Every entry must be printed again exactly, with nothing left out.

─── Input data ───

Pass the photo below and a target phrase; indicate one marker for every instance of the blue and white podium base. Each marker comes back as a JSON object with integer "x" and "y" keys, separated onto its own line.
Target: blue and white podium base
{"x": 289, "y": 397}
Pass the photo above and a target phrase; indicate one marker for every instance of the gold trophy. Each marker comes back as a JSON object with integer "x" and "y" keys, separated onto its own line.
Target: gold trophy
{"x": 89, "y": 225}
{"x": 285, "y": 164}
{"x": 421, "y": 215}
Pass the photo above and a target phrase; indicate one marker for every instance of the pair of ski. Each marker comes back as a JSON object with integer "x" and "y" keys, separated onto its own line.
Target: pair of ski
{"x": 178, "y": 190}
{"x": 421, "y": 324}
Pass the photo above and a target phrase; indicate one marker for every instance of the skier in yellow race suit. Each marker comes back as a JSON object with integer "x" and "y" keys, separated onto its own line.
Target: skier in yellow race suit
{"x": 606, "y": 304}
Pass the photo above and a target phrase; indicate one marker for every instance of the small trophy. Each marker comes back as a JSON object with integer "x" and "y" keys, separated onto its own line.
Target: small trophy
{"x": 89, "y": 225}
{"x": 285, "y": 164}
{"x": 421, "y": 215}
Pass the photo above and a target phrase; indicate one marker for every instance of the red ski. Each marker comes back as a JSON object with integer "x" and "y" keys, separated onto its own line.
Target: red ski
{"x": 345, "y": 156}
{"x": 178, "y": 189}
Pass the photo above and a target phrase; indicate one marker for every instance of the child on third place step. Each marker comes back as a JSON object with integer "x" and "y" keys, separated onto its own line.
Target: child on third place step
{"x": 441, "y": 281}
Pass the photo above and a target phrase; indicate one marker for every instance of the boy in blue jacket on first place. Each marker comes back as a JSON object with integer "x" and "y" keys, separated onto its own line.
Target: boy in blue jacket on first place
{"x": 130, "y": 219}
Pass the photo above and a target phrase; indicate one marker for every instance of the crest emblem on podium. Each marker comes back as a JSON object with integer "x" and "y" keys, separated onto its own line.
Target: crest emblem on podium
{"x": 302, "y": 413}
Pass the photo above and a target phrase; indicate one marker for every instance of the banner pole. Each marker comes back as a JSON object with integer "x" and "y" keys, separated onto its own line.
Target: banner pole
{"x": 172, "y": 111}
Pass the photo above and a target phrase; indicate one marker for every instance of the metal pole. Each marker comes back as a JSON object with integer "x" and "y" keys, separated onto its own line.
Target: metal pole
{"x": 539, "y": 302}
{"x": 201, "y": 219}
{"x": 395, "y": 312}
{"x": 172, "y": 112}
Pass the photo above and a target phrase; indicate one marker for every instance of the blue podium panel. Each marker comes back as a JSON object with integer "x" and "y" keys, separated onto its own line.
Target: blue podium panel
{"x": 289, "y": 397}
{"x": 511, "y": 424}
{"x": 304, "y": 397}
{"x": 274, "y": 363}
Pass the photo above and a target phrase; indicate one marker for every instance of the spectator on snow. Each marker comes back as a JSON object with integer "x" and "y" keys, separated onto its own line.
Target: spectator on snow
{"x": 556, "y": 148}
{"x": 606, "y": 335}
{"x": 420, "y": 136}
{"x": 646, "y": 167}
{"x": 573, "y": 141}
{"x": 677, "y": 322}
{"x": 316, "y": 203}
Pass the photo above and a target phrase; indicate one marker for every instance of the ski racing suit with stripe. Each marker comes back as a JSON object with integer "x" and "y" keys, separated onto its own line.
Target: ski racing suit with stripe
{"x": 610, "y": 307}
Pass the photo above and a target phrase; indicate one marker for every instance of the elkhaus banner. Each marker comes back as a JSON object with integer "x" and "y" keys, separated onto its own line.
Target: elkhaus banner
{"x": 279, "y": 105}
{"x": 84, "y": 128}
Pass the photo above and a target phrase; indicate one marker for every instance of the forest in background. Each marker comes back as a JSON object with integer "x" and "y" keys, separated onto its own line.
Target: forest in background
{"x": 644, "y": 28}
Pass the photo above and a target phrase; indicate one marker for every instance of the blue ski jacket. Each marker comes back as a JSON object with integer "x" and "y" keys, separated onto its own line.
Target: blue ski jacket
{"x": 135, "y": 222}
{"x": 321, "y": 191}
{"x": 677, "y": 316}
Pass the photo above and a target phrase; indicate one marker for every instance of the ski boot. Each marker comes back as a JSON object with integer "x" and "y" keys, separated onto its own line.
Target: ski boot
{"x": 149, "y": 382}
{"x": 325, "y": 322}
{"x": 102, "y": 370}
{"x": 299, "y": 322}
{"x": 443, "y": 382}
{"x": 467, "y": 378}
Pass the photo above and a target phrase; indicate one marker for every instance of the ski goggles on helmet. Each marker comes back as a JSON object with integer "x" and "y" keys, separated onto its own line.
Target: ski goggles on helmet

───

■ Exercise solution:
Pass the photo below and a target phrase; indicate one marker for every instance of the blue and white podium base. Each marker comes back as a JSON object with integer "x" and "y" keys, separated onto its own line.
Target: blue and white podium base
{"x": 289, "y": 397}
Pass the photo above and a target phrase; indicate one marker for every instance of the gold trophy. Each marker comes back as a JSON object with integer "x" and "y" keys, separated onto its own line.
Target: gold trophy
{"x": 89, "y": 225}
{"x": 285, "y": 164}
{"x": 421, "y": 215}
Pass the photo above and a target phrase; indicate one marker for every instance of the pair of ski. Each marker comes back as a JSON object with integer "x" and "y" keys, separated onto its own line.
Target: pair of ski
{"x": 178, "y": 190}
{"x": 421, "y": 324}
Pass the photo above and a target phrase; indicate one marker for every instance of the skier in yellow race suit. Each marker comes back as a JSON object with integer "x" and "y" keys, separated onto its own line.
Target: skier in yellow race suit
{"x": 606, "y": 304}
Pass the photo above and a target phrase; indicate one marker for every instance of the small trophy. Each marker comes back as a JSON object with integer "x" and "y" keys, separated onto its own line.
Target: small trophy
{"x": 89, "y": 225}
{"x": 285, "y": 164}
{"x": 421, "y": 215}
Pass the photo above and a target phrase; indicate one marker for every instance of the red ski. Each marker comes back as a JSON object with integer "x" and "y" keys, separated onto its own line.
Target: red ski
{"x": 345, "y": 156}
{"x": 178, "y": 189}
Pass the photo above and a target phrase; indicate one marker for every instance of the child on third place step. Each marker comes back as a JSON object with integer "x" and "y" keys, separated onto its own line.
Target: child on third place step
{"x": 441, "y": 281}
Pass the photo above and a target phrase; indicate one marker for every instance of the boy in blue jacket on first place. Each marker comes back as a JSON object with integer "x" and "y" keys, separated onto its own line.
Target: boy in blue jacket on first place
{"x": 130, "y": 219}
Pass the photo above and a target phrase; indicate one marker for every instance of the crest emblem on podium. Each marker comes back as a JSON object with integer "x" and "y" keys, separated onto its own line.
Target: crest emblem on podium
{"x": 302, "y": 413}
Pass the photo above and a target phrase; indicate one marker for every instance of the banner pole. Each marker comes back as a JSON object with integer "x" and "y" keys, separated onto its own line.
Target: banner pole
{"x": 172, "y": 111}
Pass the photo above and a target phrase; indicate one marker for every instance of the metal pole. Each marker comes back as a JSON object with integer "x" and "y" keys, separated onto its own line.
Target: metal pole
{"x": 539, "y": 302}
{"x": 201, "y": 219}
{"x": 395, "y": 312}
{"x": 172, "y": 112}
Pass the photo above and a target phrase; indicate one marker for every instance of the blue podium panel. Each marker comes back as a JSON object with integer "x" and "y" keys, separated onto its own line.
Target: blue podium panel
{"x": 289, "y": 397}
{"x": 511, "y": 424}
{"x": 304, "y": 397}
{"x": 274, "y": 363}
Pass the photo above and a target phrase; indicate one marker for every instance of the spectator on snow. Each marker comes back as a JSON object with integer "x" and "y" keys, separated onto its own line.
Target: spectator on snow
{"x": 556, "y": 148}
{"x": 606, "y": 335}
{"x": 420, "y": 136}
{"x": 646, "y": 167}
{"x": 573, "y": 141}
{"x": 677, "y": 322}
{"x": 316, "y": 203}
Pass the photo above and a target phrase; indicate one marker for every instance of the ski racing suit with stripe. Each marker comes back as a JSON object with integer "x" and "y" keys, separated onto its own line.
Target: ski racing suit with stripe
{"x": 610, "y": 307}
Pass the photo above and a target phrase; indicate one marker for every instance of the elkhaus banner. Each marker comes back as a JSON object with integer "x" and "y" keys, separated onto its own line.
Target: elkhaus banner
{"x": 279, "y": 105}
{"x": 84, "y": 128}
Pass the photo above and a target phrase; indicate one marker for every instance of the forest in background. Each marker comes back as a JSON object with integer "x" and "y" keys, separated onto its own line.
Target: forest in background
{"x": 644, "y": 28}
Pass the photo above and a target phrase; indicate one marker for every instance of the blue ski jacket. Each marker comes back as a JSON object with integer "x" and "y" keys, separated onto its own line.
Target: blue ski jacket
{"x": 135, "y": 222}
{"x": 321, "y": 191}
{"x": 677, "y": 316}
Pass the photo above and a target phrase; indicate one marker for every instance of the ski boot. Each marker comes back as a JSON object with integer "x" and "y" keys, separated onto its own line.
Target: ski boot
{"x": 149, "y": 382}
{"x": 325, "y": 322}
{"x": 102, "y": 370}
{"x": 299, "y": 322}
{"x": 443, "y": 382}
{"x": 467, "y": 378}
Pass the photo above and a target phrase; indicate one marker for every instance of the ski goggles on helmet. Each marker comes back as a JSON object with integer "x" and "y" keys, separated onto its own line.
Target: ski goggles on helmet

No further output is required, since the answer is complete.